:: To do ::
Your response must consist of the listing below, repeated exactly.

——————————

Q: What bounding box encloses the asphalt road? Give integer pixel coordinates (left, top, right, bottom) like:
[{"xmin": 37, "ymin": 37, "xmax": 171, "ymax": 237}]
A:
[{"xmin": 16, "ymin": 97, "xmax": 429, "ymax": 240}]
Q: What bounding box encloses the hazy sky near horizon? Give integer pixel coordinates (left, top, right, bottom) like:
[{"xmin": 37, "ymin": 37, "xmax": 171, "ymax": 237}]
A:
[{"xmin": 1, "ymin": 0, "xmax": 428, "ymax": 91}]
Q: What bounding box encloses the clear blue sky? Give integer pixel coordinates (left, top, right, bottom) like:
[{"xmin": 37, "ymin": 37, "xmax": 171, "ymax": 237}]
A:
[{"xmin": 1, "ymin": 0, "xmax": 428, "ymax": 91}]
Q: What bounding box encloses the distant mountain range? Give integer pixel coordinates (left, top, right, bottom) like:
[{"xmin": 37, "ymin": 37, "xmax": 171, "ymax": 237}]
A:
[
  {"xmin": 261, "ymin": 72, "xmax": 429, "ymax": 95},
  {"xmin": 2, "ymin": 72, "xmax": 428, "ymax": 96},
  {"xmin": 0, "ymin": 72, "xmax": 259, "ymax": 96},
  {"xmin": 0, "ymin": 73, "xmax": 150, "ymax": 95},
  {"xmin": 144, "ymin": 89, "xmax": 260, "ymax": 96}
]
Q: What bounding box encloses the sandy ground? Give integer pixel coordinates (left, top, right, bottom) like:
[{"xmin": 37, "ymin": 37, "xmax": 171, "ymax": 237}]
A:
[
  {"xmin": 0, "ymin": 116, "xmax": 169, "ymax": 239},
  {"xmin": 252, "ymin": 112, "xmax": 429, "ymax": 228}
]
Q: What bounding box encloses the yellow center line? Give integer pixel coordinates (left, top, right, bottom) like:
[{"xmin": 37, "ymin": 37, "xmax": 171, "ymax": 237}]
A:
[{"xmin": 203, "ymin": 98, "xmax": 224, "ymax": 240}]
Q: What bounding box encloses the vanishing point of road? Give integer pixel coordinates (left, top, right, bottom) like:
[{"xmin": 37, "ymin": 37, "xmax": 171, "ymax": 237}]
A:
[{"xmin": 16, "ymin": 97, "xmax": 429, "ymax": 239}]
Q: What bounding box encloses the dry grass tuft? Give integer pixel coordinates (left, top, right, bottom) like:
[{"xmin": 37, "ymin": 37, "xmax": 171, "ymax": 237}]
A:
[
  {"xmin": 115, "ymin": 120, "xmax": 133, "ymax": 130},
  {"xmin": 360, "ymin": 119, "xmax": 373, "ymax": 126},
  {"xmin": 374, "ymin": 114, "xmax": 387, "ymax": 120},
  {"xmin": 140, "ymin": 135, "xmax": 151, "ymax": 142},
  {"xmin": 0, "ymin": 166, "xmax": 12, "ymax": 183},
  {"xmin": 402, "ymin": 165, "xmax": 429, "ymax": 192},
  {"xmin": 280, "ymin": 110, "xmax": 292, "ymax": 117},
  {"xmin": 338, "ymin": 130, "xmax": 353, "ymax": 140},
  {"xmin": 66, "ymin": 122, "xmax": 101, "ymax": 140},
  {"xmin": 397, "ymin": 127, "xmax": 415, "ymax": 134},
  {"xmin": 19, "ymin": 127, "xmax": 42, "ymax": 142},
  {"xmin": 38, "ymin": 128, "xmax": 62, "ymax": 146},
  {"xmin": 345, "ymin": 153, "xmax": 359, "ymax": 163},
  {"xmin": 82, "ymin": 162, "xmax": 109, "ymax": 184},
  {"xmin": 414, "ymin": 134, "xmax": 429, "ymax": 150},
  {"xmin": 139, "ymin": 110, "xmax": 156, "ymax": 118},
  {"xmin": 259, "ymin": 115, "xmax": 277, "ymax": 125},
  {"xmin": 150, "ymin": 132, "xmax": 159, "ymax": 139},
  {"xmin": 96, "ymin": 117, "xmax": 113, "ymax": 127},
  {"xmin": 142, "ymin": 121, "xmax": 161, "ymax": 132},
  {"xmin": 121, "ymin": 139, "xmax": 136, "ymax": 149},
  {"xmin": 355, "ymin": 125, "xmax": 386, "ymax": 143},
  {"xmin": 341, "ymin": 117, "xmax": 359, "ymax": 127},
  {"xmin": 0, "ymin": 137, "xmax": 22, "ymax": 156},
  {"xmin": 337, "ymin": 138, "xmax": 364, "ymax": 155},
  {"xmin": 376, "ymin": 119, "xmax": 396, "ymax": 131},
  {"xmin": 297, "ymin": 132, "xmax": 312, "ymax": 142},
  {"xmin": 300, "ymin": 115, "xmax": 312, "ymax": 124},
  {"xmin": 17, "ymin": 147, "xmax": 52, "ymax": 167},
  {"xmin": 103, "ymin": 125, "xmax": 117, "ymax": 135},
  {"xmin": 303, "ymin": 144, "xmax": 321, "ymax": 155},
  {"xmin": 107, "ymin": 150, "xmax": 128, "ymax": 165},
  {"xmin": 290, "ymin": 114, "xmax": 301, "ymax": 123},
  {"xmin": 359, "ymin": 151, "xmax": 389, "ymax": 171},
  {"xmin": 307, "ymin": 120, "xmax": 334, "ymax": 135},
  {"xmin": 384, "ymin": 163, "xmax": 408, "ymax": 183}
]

——————————

:: Response to the task ::
Q: What bounding box encloses the asphalt road? Give integer pixel coordinates (left, top, right, bottom) like:
[{"xmin": 37, "ymin": 37, "xmax": 171, "ymax": 237}]
A:
[{"xmin": 16, "ymin": 97, "xmax": 429, "ymax": 240}]
Q: What bounding box encloses the hazy sky near horizon? Give integer pixel coordinates (left, top, right, bottom) like:
[{"xmin": 37, "ymin": 37, "xmax": 171, "ymax": 237}]
A:
[{"xmin": 1, "ymin": 0, "xmax": 428, "ymax": 91}]
Q: What bounding box encloses the clear blue sky? Give integer pixel coordinates (left, top, right, bottom) like:
[{"xmin": 37, "ymin": 37, "xmax": 171, "ymax": 237}]
A:
[{"xmin": 1, "ymin": 0, "xmax": 428, "ymax": 91}]
Q: What bounding box encloses the distant mountain range? Give integer pixel coordinates (left, top, right, bottom) like:
[{"xmin": 37, "ymin": 37, "xmax": 171, "ymax": 237}]
A:
[
  {"xmin": 261, "ymin": 72, "xmax": 429, "ymax": 95},
  {"xmin": 2, "ymin": 72, "xmax": 428, "ymax": 96},
  {"xmin": 0, "ymin": 72, "xmax": 259, "ymax": 96},
  {"xmin": 0, "ymin": 73, "xmax": 150, "ymax": 95},
  {"xmin": 144, "ymin": 89, "xmax": 260, "ymax": 96}
]
Q: What bounding box encloses the sandy ground? Give integer pixel coordinates (left, top, right, bottom) like:
[{"xmin": 37, "ymin": 37, "xmax": 171, "ymax": 237}]
A:
[
  {"xmin": 0, "ymin": 116, "xmax": 169, "ymax": 239},
  {"xmin": 252, "ymin": 112, "xmax": 429, "ymax": 228}
]
Q: What bounding box encloses the yellow center line? Give integer pixel coordinates (left, top, right, bottom) like:
[{"xmin": 37, "ymin": 37, "xmax": 171, "ymax": 237}]
A:
[{"xmin": 203, "ymin": 98, "xmax": 224, "ymax": 240}]
Q: What bounding box encloses the vanishing point of road? Give integer pixel coordinates (left, top, right, bottom) like:
[{"xmin": 37, "ymin": 37, "xmax": 171, "ymax": 237}]
A:
[{"xmin": 16, "ymin": 97, "xmax": 429, "ymax": 239}]
Q: What bounding box encloses the dry grass tuft? Give integer pixel coordinates (left, top, right, bottom) like:
[{"xmin": 37, "ymin": 37, "xmax": 171, "ymax": 237}]
A:
[
  {"xmin": 115, "ymin": 120, "xmax": 133, "ymax": 130},
  {"xmin": 360, "ymin": 119, "xmax": 373, "ymax": 126},
  {"xmin": 374, "ymin": 114, "xmax": 387, "ymax": 120},
  {"xmin": 140, "ymin": 135, "xmax": 151, "ymax": 142},
  {"xmin": 0, "ymin": 166, "xmax": 12, "ymax": 183},
  {"xmin": 402, "ymin": 165, "xmax": 429, "ymax": 192},
  {"xmin": 280, "ymin": 110, "xmax": 292, "ymax": 117},
  {"xmin": 338, "ymin": 130, "xmax": 353, "ymax": 140},
  {"xmin": 66, "ymin": 122, "xmax": 101, "ymax": 140},
  {"xmin": 397, "ymin": 127, "xmax": 415, "ymax": 134},
  {"xmin": 19, "ymin": 127, "xmax": 42, "ymax": 142},
  {"xmin": 38, "ymin": 128, "xmax": 62, "ymax": 146},
  {"xmin": 345, "ymin": 153, "xmax": 359, "ymax": 163},
  {"xmin": 82, "ymin": 162, "xmax": 109, "ymax": 184},
  {"xmin": 414, "ymin": 134, "xmax": 429, "ymax": 150},
  {"xmin": 139, "ymin": 110, "xmax": 156, "ymax": 118},
  {"xmin": 259, "ymin": 115, "xmax": 277, "ymax": 125},
  {"xmin": 150, "ymin": 132, "xmax": 159, "ymax": 139},
  {"xmin": 96, "ymin": 117, "xmax": 113, "ymax": 127},
  {"xmin": 142, "ymin": 121, "xmax": 161, "ymax": 132},
  {"xmin": 121, "ymin": 139, "xmax": 136, "ymax": 149},
  {"xmin": 355, "ymin": 125, "xmax": 386, "ymax": 143},
  {"xmin": 341, "ymin": 117, "xmax": 359, "ymax": 127},
  {"xmin": 0, "ymin": 137, "xmax": 22, "ymax": 156},
  {"xmin": 337, "ymin": 138, "xmax": 364, "ymax": 155},
  {"xmin": 376, "ymin": 119, "xmax": 396, "ymax": 131},
  {"xmin": 297, "ymin": 132, "xmax": 312, "ymax": 142},
  {"xmin": 300, "ymin": 115, "xmax": 312, "ymax": 124},
  {"xmin": 17, "ymin": 147, "xmax": 52, "ymax": 167},
  {"xmin": 103, "ymin": 125, "xmax": 117, "ymax": 135},
  {"xmin": 303, "ymin": 144, "xmax": 321, "ymax": 155},
  {"xmin": 107, "ymin": 150, "xmax": 128, "ymax": 165},
  {"xmin": 290, "ymin": 114, "xmax": 301, "ymax": 123},
  {"xmin": 359, "ymin": 151, "xmax": 389, "ymax": 171},
  {"xmin": 307, "ymin": 120, "xmax": 334, "ymax": 135},
  {"xmin": 384, "ymin": 163, "xmax": 408, "ymax": 183}
]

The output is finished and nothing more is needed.